Image point grounding data:
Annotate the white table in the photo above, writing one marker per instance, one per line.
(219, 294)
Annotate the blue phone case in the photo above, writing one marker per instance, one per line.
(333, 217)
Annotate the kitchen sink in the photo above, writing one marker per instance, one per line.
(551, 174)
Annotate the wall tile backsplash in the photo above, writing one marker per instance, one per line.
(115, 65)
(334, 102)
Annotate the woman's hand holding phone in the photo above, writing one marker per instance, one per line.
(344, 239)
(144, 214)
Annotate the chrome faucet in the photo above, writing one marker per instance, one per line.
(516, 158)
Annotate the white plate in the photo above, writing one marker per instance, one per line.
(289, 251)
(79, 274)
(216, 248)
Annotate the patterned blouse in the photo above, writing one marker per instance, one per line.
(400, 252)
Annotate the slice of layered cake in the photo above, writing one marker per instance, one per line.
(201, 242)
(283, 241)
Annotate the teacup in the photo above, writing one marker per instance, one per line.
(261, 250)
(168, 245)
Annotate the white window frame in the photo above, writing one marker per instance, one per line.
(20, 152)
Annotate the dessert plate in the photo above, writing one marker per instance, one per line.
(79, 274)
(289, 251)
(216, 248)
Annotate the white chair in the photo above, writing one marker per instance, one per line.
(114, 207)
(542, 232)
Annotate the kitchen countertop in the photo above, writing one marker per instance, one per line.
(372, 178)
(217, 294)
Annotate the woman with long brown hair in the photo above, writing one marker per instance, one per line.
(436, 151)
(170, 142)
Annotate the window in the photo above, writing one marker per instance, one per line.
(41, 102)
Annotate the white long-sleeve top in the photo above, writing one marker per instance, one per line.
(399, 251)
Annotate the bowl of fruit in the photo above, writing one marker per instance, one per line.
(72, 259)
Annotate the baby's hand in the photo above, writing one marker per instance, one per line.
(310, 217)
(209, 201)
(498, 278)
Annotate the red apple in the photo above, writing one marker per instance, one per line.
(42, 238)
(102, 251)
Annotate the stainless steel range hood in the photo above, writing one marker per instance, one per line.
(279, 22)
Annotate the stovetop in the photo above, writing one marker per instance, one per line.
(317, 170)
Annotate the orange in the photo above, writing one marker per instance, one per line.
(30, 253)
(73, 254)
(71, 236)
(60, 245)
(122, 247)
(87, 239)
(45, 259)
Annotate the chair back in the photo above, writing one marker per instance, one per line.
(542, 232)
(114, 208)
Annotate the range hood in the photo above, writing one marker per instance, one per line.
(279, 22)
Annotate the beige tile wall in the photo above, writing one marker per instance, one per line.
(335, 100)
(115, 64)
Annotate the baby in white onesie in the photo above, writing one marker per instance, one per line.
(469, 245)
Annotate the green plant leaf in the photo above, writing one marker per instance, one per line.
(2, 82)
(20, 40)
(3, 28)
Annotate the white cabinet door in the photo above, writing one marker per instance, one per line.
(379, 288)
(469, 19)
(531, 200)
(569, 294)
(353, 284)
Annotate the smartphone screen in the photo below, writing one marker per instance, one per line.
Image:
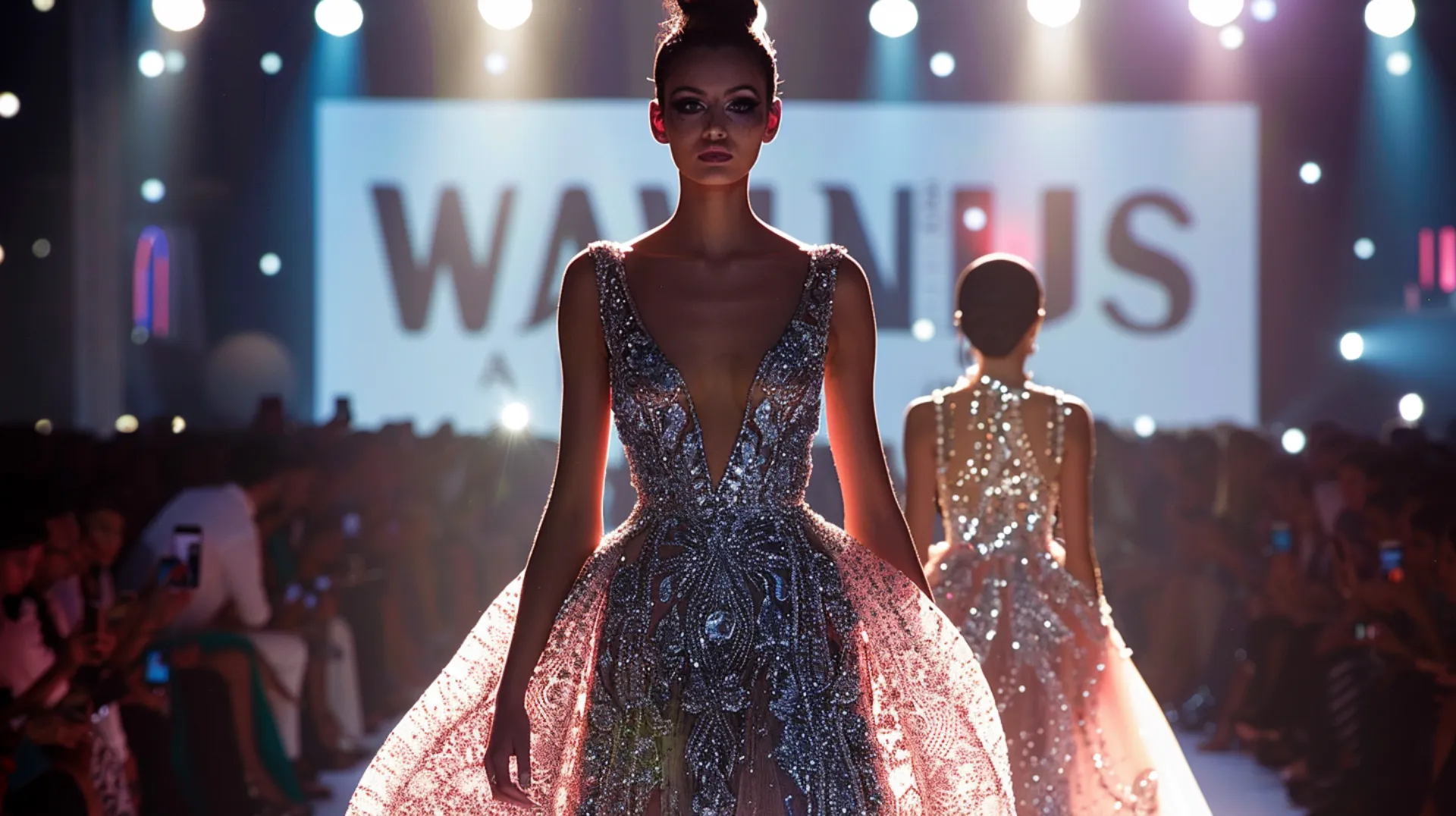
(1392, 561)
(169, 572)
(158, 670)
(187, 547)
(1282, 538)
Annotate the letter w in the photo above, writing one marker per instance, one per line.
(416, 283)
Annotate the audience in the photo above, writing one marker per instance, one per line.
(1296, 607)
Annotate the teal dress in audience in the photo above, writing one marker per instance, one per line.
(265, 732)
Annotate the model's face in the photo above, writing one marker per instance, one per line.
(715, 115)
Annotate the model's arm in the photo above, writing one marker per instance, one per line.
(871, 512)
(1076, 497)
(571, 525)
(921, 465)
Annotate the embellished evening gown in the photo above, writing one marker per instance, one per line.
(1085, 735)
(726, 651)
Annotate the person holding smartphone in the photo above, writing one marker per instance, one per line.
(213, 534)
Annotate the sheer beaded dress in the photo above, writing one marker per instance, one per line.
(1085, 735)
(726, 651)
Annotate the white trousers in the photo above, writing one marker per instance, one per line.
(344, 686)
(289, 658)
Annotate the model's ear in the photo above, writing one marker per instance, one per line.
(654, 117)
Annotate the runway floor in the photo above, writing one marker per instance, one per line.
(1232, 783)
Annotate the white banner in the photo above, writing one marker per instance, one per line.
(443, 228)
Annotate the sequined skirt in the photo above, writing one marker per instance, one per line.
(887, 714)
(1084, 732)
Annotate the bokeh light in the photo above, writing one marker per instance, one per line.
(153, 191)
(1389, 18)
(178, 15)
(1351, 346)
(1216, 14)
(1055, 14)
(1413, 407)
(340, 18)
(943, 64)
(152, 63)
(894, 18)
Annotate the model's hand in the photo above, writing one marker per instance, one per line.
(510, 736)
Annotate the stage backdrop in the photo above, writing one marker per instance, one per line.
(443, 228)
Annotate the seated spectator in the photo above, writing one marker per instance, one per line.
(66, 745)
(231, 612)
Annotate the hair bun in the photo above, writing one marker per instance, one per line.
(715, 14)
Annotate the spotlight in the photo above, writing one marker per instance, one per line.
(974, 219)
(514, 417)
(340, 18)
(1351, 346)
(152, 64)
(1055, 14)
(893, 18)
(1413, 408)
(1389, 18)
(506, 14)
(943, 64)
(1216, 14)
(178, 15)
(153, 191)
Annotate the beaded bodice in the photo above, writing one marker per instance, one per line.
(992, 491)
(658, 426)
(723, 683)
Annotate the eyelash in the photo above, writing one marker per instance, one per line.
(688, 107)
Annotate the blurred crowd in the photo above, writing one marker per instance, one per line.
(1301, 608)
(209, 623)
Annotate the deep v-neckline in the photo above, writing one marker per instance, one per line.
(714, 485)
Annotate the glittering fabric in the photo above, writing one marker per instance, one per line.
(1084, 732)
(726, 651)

==

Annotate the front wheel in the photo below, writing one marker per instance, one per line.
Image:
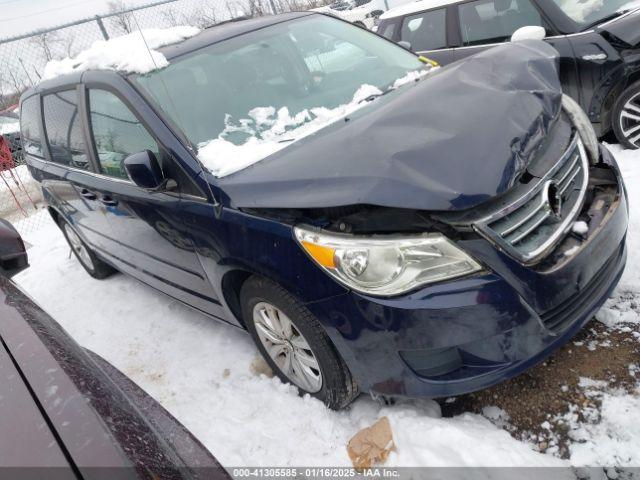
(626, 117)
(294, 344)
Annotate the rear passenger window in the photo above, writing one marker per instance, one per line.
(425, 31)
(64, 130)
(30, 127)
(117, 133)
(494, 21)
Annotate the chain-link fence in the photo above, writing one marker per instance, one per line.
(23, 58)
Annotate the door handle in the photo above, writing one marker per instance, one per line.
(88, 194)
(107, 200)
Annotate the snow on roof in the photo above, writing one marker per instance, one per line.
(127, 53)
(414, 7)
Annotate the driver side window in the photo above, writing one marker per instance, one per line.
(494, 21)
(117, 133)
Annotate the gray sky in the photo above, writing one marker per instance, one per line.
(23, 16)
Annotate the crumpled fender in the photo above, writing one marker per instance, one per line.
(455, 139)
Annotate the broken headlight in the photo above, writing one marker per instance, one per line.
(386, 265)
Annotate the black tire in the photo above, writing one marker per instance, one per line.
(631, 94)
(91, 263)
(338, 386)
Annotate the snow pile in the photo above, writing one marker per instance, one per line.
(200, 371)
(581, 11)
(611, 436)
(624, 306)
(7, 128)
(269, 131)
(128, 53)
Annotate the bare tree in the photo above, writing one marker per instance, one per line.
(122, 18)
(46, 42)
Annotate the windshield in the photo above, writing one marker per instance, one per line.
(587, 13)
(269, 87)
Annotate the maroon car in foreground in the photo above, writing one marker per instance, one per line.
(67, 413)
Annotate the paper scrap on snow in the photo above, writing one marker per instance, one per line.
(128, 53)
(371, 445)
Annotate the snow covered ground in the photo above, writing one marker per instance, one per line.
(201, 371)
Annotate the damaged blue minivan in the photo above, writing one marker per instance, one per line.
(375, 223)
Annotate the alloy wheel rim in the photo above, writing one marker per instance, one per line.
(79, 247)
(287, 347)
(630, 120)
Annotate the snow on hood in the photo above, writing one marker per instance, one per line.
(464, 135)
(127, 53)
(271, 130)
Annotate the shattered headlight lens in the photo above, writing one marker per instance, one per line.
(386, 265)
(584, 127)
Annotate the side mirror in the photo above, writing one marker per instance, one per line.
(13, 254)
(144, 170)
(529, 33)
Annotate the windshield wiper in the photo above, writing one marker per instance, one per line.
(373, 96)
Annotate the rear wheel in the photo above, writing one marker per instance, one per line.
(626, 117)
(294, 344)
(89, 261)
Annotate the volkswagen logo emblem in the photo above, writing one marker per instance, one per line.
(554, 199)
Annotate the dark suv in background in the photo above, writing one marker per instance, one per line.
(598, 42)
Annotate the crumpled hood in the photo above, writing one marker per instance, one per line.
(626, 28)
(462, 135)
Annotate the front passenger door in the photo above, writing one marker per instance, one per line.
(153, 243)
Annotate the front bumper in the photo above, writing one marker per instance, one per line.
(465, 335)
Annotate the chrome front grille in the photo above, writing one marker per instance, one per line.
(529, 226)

= Work order =
Search the entries for the string "below". Copy every line that has it.

= Answer box =
Annotate the smartphone screen in the photo below, writing one marker per instance, one per line.
Annotate the front wheel in the photo below, writing one marker per instance, one per line.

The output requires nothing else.